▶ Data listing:

## start

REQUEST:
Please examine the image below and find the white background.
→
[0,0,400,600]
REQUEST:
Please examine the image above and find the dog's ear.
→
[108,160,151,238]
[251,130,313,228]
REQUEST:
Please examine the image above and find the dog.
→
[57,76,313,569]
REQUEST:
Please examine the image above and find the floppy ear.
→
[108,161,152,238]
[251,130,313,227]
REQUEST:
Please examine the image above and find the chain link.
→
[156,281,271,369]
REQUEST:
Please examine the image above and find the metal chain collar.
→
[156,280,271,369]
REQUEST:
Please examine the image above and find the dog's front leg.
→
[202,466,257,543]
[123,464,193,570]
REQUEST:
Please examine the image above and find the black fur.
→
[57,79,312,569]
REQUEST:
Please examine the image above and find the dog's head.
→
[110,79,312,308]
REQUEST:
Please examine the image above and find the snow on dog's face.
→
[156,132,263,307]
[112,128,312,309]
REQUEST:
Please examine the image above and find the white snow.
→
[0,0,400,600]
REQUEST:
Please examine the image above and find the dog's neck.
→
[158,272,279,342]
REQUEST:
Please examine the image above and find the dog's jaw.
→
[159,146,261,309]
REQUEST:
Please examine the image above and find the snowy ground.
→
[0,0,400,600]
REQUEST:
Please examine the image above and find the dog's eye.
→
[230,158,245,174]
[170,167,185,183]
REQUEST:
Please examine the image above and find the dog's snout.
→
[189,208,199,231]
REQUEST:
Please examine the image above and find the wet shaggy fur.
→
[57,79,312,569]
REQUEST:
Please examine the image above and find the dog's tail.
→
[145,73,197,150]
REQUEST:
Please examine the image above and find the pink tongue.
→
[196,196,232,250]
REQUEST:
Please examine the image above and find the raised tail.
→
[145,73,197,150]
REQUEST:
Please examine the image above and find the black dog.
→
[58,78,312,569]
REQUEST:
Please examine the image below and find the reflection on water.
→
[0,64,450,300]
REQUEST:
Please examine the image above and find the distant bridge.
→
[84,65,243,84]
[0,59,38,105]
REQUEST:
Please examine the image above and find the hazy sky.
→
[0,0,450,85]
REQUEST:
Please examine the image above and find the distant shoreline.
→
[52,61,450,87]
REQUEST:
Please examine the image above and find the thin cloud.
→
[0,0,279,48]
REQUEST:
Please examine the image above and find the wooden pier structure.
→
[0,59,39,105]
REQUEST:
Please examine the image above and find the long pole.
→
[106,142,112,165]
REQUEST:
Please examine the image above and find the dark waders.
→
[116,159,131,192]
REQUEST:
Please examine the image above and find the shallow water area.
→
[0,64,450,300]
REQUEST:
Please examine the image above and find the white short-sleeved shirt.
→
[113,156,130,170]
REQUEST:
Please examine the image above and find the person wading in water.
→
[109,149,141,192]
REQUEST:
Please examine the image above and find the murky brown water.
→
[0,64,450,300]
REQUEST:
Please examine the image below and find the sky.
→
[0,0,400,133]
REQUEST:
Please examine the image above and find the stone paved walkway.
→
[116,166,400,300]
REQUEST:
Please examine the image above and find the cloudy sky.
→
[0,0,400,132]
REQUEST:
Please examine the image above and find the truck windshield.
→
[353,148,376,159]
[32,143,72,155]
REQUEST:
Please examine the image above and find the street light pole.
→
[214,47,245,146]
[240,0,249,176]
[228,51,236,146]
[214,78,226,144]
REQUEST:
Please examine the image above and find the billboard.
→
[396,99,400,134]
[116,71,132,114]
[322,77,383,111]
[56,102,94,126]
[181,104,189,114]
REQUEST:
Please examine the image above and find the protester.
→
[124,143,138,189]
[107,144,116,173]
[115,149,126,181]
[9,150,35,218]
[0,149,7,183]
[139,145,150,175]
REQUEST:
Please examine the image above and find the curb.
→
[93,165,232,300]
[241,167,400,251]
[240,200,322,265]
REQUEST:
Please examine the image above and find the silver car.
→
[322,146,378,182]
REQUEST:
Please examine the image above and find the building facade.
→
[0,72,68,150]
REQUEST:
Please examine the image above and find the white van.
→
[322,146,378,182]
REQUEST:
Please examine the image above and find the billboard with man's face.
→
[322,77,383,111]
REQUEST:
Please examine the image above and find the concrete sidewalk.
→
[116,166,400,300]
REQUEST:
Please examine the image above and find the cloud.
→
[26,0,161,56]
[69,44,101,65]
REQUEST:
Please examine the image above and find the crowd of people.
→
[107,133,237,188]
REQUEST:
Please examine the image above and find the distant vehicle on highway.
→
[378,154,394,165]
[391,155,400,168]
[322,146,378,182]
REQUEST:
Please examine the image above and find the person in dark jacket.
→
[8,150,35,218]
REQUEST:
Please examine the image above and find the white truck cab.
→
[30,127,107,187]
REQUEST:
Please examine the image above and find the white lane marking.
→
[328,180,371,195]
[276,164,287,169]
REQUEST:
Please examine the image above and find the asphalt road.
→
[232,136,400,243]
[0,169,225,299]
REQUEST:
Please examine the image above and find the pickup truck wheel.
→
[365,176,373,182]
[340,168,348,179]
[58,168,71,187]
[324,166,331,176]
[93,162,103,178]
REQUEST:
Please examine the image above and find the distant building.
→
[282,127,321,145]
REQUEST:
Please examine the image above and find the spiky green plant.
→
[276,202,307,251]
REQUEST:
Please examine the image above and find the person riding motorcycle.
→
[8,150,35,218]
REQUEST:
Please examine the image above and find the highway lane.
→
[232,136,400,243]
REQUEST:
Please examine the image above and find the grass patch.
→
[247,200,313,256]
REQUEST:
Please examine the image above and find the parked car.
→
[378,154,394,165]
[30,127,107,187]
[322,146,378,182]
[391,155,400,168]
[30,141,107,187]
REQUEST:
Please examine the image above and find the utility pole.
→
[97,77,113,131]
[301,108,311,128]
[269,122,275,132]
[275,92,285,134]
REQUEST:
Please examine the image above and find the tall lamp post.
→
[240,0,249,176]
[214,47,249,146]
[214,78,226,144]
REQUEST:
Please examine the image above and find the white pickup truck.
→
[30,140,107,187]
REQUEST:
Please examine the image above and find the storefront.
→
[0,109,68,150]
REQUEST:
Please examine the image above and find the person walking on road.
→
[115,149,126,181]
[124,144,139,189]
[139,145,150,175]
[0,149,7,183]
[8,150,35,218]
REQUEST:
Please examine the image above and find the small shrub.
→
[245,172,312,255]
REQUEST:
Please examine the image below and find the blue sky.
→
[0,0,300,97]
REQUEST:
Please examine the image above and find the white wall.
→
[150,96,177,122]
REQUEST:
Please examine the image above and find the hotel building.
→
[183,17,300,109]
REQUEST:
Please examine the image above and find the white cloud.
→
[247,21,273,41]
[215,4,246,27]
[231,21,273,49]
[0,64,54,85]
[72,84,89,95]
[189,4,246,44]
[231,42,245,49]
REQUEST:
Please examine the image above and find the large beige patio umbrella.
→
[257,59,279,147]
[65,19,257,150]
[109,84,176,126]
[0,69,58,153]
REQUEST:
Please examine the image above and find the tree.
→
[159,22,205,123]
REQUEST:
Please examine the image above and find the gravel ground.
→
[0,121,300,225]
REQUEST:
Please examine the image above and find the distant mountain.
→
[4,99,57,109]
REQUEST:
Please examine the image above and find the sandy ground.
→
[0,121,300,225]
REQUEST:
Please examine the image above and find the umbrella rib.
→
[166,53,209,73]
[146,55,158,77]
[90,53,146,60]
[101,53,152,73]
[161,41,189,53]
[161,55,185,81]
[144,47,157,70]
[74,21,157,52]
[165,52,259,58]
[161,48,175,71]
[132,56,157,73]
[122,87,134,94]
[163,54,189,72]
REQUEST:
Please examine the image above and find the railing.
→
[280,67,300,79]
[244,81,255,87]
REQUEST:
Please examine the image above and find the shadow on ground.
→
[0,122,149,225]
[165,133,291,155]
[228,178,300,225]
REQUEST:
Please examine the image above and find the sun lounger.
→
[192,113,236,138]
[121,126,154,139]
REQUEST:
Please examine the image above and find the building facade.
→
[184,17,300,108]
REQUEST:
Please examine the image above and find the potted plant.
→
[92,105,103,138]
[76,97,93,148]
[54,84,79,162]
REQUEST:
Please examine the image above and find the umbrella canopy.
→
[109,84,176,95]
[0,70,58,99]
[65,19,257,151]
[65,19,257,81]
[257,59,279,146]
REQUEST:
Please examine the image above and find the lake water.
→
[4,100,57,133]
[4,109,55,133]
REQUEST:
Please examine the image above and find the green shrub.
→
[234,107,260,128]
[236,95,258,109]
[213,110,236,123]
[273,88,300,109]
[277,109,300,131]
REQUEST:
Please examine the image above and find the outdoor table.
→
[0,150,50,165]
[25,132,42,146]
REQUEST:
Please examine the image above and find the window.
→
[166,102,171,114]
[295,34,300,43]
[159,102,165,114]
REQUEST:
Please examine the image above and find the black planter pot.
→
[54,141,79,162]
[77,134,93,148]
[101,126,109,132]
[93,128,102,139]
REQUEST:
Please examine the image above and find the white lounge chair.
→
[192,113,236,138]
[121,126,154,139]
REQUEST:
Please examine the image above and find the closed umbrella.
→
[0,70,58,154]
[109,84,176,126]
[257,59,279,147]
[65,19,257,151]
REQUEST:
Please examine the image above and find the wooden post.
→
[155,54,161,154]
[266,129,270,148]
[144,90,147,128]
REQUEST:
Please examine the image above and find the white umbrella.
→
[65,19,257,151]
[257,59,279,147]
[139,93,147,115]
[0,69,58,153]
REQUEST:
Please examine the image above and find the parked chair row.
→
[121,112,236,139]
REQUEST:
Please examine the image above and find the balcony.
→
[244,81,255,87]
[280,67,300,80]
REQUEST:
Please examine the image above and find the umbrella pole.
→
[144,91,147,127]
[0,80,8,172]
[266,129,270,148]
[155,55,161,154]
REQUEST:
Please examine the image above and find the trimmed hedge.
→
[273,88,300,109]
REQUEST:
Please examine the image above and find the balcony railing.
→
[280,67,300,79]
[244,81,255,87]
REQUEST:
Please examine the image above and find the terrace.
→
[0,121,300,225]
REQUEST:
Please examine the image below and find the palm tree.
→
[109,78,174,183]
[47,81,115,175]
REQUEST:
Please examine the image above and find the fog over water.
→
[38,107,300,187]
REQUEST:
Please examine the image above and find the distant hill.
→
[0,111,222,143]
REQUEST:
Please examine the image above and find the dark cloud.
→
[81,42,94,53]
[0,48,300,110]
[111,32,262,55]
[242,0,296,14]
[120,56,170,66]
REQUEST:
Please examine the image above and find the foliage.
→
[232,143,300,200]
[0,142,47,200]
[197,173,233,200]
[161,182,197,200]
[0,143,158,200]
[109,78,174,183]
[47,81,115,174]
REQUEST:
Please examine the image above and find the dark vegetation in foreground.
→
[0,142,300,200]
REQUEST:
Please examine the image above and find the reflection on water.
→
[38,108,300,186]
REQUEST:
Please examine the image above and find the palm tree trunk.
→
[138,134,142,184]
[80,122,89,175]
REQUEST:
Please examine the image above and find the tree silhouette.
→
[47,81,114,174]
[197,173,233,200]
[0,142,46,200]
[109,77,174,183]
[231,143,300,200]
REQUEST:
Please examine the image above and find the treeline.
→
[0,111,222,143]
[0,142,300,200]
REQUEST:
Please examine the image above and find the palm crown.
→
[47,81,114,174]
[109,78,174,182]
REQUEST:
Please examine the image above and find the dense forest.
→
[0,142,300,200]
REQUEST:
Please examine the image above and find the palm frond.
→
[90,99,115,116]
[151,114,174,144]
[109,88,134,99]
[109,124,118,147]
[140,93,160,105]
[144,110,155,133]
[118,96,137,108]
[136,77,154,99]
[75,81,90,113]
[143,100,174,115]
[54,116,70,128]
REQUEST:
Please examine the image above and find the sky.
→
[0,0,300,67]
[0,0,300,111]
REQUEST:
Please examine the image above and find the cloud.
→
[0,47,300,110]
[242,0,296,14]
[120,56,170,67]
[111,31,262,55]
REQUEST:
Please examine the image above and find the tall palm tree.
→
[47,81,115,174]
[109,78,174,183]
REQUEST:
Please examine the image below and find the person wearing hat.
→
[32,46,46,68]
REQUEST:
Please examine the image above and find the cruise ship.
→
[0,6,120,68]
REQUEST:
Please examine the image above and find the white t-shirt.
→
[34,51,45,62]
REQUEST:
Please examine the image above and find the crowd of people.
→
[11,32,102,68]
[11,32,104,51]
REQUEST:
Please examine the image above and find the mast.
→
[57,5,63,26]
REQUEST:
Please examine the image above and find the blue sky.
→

## end

List every line of the material above that contains the word "pickup". Case counts.

Please examine the image above and find the pickup truck wheel.
Please examine the image above and find the white pickup truck.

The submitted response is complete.